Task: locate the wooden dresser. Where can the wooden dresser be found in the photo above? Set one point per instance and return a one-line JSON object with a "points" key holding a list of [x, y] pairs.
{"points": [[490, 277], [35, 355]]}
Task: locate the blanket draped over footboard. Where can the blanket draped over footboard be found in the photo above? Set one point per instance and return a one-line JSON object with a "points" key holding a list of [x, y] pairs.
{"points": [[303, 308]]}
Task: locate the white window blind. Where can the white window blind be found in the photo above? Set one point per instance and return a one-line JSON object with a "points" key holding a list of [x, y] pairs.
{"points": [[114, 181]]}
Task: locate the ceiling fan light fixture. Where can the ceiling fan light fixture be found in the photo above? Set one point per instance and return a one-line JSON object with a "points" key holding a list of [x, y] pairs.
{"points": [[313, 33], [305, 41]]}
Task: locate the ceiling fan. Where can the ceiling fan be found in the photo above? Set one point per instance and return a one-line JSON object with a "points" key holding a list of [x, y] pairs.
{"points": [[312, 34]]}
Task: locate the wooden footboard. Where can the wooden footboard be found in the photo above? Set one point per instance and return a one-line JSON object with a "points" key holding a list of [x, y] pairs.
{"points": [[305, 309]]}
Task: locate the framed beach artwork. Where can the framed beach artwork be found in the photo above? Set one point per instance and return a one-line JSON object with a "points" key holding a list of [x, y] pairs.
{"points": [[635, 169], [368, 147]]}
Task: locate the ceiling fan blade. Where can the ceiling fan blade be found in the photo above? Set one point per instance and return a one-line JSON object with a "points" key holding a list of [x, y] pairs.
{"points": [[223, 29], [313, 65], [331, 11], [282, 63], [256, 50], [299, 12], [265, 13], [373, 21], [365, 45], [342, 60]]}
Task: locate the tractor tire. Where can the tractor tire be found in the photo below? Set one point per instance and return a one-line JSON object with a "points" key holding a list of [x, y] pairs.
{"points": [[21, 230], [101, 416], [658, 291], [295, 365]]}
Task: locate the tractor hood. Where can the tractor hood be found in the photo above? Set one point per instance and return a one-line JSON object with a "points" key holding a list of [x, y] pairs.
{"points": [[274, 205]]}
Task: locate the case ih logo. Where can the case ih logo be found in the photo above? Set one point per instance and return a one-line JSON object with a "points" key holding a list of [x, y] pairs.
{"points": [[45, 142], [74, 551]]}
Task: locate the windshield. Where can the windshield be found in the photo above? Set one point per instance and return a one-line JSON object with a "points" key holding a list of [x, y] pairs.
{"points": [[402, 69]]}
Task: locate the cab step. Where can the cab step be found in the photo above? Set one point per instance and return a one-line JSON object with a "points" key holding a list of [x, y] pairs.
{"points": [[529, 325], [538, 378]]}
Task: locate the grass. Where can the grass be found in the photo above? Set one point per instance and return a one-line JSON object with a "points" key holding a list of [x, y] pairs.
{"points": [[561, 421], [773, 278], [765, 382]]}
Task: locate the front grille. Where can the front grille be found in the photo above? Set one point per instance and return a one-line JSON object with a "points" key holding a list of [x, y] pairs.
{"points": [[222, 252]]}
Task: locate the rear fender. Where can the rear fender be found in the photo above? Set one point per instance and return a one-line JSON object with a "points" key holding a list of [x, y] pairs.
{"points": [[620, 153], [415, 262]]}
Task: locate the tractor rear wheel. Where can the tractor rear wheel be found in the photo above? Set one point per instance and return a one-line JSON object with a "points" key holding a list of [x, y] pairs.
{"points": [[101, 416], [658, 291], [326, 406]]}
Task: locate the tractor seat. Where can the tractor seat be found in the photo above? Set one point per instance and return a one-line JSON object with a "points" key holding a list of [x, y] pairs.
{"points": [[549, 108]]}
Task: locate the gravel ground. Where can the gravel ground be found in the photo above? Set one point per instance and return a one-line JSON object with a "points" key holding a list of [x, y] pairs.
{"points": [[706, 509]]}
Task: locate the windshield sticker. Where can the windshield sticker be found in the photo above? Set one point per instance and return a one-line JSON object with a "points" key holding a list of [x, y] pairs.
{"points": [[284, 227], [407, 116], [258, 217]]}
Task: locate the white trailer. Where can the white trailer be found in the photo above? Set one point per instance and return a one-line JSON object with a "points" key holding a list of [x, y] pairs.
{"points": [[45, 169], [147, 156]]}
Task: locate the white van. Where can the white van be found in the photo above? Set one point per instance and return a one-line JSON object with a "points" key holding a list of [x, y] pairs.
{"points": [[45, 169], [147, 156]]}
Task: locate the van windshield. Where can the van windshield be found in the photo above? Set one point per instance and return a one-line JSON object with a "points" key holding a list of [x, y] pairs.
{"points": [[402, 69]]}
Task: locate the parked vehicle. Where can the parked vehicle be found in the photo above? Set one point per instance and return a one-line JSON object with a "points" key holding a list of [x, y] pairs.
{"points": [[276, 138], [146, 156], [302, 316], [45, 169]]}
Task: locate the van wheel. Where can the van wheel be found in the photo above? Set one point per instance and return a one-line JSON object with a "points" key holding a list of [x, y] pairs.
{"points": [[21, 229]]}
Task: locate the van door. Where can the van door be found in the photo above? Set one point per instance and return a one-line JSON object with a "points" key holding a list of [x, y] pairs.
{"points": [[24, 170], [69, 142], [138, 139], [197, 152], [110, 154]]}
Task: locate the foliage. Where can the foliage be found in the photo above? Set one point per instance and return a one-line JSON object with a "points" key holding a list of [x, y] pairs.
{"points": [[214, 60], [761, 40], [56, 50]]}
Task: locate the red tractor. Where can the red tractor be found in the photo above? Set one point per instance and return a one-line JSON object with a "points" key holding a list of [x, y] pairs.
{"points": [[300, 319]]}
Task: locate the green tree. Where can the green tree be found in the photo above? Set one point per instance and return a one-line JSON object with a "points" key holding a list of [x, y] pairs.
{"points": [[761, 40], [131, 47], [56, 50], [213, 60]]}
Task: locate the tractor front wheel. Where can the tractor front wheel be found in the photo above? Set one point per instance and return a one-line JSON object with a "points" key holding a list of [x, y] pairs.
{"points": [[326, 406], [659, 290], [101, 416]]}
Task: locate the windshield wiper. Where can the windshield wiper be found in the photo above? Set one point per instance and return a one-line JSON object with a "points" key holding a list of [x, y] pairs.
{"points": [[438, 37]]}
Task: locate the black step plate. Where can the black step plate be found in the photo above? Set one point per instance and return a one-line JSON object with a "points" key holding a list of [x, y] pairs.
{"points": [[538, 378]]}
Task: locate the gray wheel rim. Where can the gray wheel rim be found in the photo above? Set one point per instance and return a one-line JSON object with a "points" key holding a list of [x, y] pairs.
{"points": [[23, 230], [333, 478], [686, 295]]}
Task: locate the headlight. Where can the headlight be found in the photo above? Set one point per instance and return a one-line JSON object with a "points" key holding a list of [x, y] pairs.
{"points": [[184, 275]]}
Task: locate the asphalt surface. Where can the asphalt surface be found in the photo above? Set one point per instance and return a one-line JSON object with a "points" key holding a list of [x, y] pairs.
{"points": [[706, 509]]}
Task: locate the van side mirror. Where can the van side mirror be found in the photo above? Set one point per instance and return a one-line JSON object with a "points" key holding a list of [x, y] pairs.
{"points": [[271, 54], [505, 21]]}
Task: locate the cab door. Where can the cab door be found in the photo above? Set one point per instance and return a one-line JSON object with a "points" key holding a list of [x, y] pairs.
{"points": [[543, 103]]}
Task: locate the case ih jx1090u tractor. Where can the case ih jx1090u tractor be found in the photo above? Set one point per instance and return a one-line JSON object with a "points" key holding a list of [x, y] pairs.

* [What the task requires]
Reproduce every one of the records above verbatim, keeping each line unchanged and in its original order.

* [Solution to the exercise]
Task: locate the wooden dresser. Where can the wooden dresser be found in the photo above? Set one point per instance and return a one-line JSON object with a "points" key holding a list of [x, y] pairs.
{"points": [[490, 277], [35, 355]]}
Task: locate the blanket draped over footboard. Where can the blanket draped over footboard be found in the photo above? Set one point per instance and return a one-line JSON object with a "points" key holding a list of [x, y] pairs.
{"points": [[303, 308]]}
Task: locate the white window blind. Where can the white window blind be found in the photo above? Set one point per instance and return a one-line JSON object with a "points" key holding a list of [x, y] pairs.
{"points": [[114, 181]]}
Task: locate the ceiling fan light fixture. Where can the ceiling fan light fixture be found in the photo above? Set one point per instance and return a one-line JSON object with a "points" key holding a list of [x, y] pairs.
{"points": [[313, 33], [305, 41]]}
Task: locate the ceiling fan. Where can the ceiling fan be found in the photo above? Set one point per instance and return a one-line JSON object with a "points" key holding a list of [x, y] pairs.
{"points": [[312, 34]]}
Task: locate the wooden footboard. Where can the wooden footboard be found in the photo above? Set one point per instance and return a one-line JSON object with a "points" key holding a list of [x, y] pairs.
{"points": [[305, 309]]}
Task: locate the framed beach artwork. Where can the framed beach artwork be found in the photo above? Set one point per instance and return a one-line JSON object with a "points" key holding a list of [x, y] pairs.
{"points": [[635, 169], [368, 147]]}
Task: locate the ceiling fan blade. Where can the ceiling fan blade be found in the photo above? Set one point per instance and return a one-line JSON object with a "points" key holding a list of [x, y] pairs.
{"points": [[223, 29], [313, 65], [331, 11], [282, 63], [256, 50], [299, 12], [265, 13], [373, 21], [365, 45], [342, 60]]}
Task: locate the tractor tire. Where can the tractor tire be found in the photo below? Set one point per instance and return a one-line JSON object with a "points" key holding a list of [x, y] pairs.
{"points": [[21, 230], [101, 416], [658, 291], [295, 365]]}
Task: locate the tractor hood. Where can the tractor hood be found in the photo above? Set one point per instance and return a one-line JSON object with a "points" key holding a list of [x, y] pairs.
{"points": [[274, 205]]}
Task: locate the case ih logo. Where can the case ih logo be found in the photo above? Set one point per instance and return a one-line JSON object with a "points" key holding a list of [x, y] pairs.
{"points": [[45, 142], [74, 551]]}
Task: locate the windshield. Where can the windshield be found in the photo above? Set one point per instance and return a one-line JSON object with a "points" key holding a list of [x, y] pairs.
{"points": [[402, 69]]}
Task: locate the cab step. Where can the cab step be found in the photo above? Set one point per instance and return a one-line JSON object with a "points" key holding a list of [x, y] pairs.
{"points": [[529, 325], [538, 378]]}
Task: locate the grass. Where can the grass be found in the photo above? Set one point per instance and return a one-line JSON object with a "points" key holding a list of [x, y] pairs.
{"points": [[561, 421], [773, 278], [765, 382]]}
Task: locate the front grille. Where can the front grille be found in the photo above? Set one point per instance and return a one-line JSON object with a "points" key holding a list of [x, y] pairs.
{"points": [[222, 252]]}
Task: locate the rear fender. Where can the rear fender be found in the photo above? Set one point per instance and return a one-line JSON object with a "points" key holding a list of [x, y] pairs.
{"points": [[620, 153], [415, 262]]}
Task: locate the tractor rear wheel. Where can the tractor rear wheel be found in the photo above? Set one point per instance and return a one-line JSON object with a "points" key holding a list of [x, y] pairs.
{"points": [[101, 416], [658, 291], [326, 406]]}
Task: locate the tractor seat. Where can the tractor seat be found in the photo above? Set one point per instance and return a one-line JSON object with a "points" key holding a list of [x, y] pairs.
{"points": [[549, 108]]}
Task: locate the gravel ground. Where can the gravel ground be found in the photo above? Set one point per instance and return a one-line JSON object with a "points" key holding a list of [x, y] pairs.
{"points": [[706, 509]]}
Task: locate the windshield sticker. Where can the windshield sticker be found in the photo above? Set one point per instance and return a one-line JSON object with a "points" key holding a list of [x, y] pairs.
{"points": [[284, 227], [407, 116], [258, 217]]}
Task: locate the white trailer. Where can the white trailer be found in the photo above? Set one point per instance and return a one-line JSON object with a "points" key holding a list of [x, y] pairs.
{"points": [[45, 169], [147, 156]]}
Task: locate the white van. Where can the white van be found in the photo above? Set one point per instance and return a one-line JSON object with a "points" key holding a list of [x, y] pairs.
{"points": [[45, 169], [147, 156]]}
Task: locate the van windshield. Where can the van windshield be found in the photo above? Set one point per instance and return a one-line JSON object with a "points" key holding a list of [x, y] pairs.
{"points": [[402, 69]]}
Task: locate the parked vehicle. Where can the parked vehicle be found in the photo above? Set one point per instance and return a one-line JSON object with a "points" key holding a list of [x, y] pairs.
{"points": [[276, 138], [146, 156], [302, 316], [45, 169]]}
Task: locate the van wheel. Where can the van wheel be found in the photo above? Set one point per instance and return a one-line JSON object with a "points" key holding a list of [x, y] pairs.
{"points": [[21, 229]]}
Task: locate the van door. Where can the van door be found in the photo above? Set one point per instance and return a one-line JSON object with a "points" key holding a list of [x, y] pairs.
{"points": [[24, 170], [69, 142], [138, 139], [197, 152], [110, 154]]}
Task: locate the foliage. Where can the foliage be found in the photo above? Set one point per instance and return a one-line JSON object with a "points" key holding a list of [x, y] pairs.
{"points": [[214, 60], [761, 40], [56, 50]]}
Task: locate the red tractor. Where can the red tractor be found in the photo above? Set one point per instance and return a one-line JSON object with a "points" key holding a list of [x, y] pairs.
{"points": [[300, 319]]}
Task: locate the green tree. Where can the green tree be found in the photo above? Set one point per instance and return a one-line JSON object with a "points" key holding a list of [x, y] pairs.
{"points": [[761, 40], [131, 47], [56, 50], [213, 60]]}
Task: locate the tractor front wheel. Where can the tractor front wheel be found in the photo above? Set one point per instance and return a one-line JSON object with a "points" key holding a list of [x, y] pairs.
{"points": [[326, 406], [659, 290], [101, 416]]}
Task: locate the windshield wiper. Where can the windshield wiper be found in the photo above? Set one point per instance and return a one-line JSON object with a "points" key holding a list of [x, y] pairs.
{"points": [[438, 37]]}
Task: locate the black step plate. Where can the black step plate be found in the photo above? Set one point per instance and return a one-line JSON object with a "points" key holding a list of [x, y] pairs.
{"points": [[538, 378]]}
Task: locate the gray wheel rim. Where can the gray wheel rim be found in the photo above? Set one point per instance and return a one-line JSON object with a "points" key holding a list of [x, y] pairs.
{"points": [[23, 230], [333, 478], [686, 295]]}
Task: locate the headlight. Where can the headlight be found in the photo above? Set one point per instance and return a one-line JSON object with a "points" key holding a list of [x, y] pairs.
{"points": [[184, 275]]}
Task: locate the asphalt surface. Where can the asphalt surface be found in the photo above? Set one point per instance and return a one-line JSON object with a "points" key holding a list of [x, y] pairs.
{"points": [[706, 509]]}
Task: locate the van side mirror. Where can the van side mirror be found in the photo above? Set one point per instance and return a one-line JSON object with a "points" key holding a list of [x, y] pairs.
{"points": [[271, 54], [505, 21]]}
Task: locate the cab door. Where can the cab door be found in the photo above? Set one point per instance and return a one-line JSON object with a "points" key holding a list of [x, y] pairs.
{"points": [[543, 103]]}
Task: locate the case ih jx1090u tractor. Where can the case ih jx1090u tractor be found in the photo above? Set one point per instance and return a one-line JSON object with a "points" key holding a list of [x, y] pairs.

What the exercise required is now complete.